#### THE RECORDS ####
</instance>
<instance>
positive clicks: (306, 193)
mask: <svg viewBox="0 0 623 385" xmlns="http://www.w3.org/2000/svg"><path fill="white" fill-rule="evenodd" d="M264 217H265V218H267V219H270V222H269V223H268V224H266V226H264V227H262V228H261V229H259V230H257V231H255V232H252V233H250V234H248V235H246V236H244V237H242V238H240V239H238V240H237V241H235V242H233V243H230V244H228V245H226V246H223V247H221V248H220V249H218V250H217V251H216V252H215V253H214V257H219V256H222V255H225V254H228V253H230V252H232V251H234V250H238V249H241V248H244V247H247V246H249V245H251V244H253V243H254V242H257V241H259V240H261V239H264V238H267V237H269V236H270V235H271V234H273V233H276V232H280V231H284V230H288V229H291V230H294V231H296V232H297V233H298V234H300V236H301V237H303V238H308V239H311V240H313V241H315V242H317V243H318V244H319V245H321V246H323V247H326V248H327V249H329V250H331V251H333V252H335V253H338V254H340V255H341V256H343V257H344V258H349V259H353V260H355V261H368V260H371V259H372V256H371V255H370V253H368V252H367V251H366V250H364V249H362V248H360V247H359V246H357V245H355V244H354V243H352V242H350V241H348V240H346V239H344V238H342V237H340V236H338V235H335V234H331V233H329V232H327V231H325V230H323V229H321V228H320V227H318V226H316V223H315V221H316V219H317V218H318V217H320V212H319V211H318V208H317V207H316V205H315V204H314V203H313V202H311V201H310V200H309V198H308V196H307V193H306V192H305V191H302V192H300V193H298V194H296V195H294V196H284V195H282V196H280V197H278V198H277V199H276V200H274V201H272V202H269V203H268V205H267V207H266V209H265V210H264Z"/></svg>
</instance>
####
-- WORK TO COMPLETE --
Can you give all the records again with "positive clicks" replaced by "foreground clicks", changing nothing else?

-- EXERCISE OUTPUT --
</instance>
<instance>
foreground clicks: (306, 193)
mask: <svg viewBox="0 0 623 385" xmlns="http://www.w3.org/2000/svg"><path fill="white" fill-rule="evenodd" d="M264 217H265V218H267V219H270V222H269V223H268V224H266V226H264V227H262V228H261V229H259V230H257V231H255V232H252V233H250V234H248V235H246V236H244V237H242V238H240V239H238V240H237V241H235V242H233V243H230V244H228V245H226V246H223V247H221V248H220V249H218V250H217V251H216V252H215V253H214V257H219V256H222V255H225V254H228V253H230V252H232V251H234V250H238V249H241V248H244V247H247V246H249V245H251V244H253V243H254V242H257V241H259V240H261V239H264V238H267V237H269V236H270V235H271V234H273V233H276V232H280V231H284V230H288V229H291V230H294V231H296V232H297V233H298V234H300V236H301V237H303V238H308V239H311V240H313V241H315V242H317V243H318V244H319V245H321V246H323V247H326V248H327V249H329V250H331V251H333V252H335V253H338V254H340V255H341V256H343V257H344V258H349V259H353V260H355V261H368V260H371V259H372V256H371V255H370V253H368V252H367V251H366V250H364V249H362V248H360V247H359V246H357V245H355V244H354V243H352V242H350V241H348V240H346V239H344V238H342V237H340V236H338V235H335V234H331V233H329V232H327V231H325V230H323V229H321V228H320V227H318V226H316V223H315V221H316V219H317V218H318V217H320V212H319V211H318V208H317V207H316V205H315V204H314V203H313V202H311V201H310V200H309V198H308V196H307V193H306V192H305V191H302V192H300V193H298V194H296V195H294V196H284V195H282V196H280V197H278V198H277V199H276V200H274V201H272V202H269V203H268V205H267V207H266V209H265V210H264Z"/></svg>
</instance>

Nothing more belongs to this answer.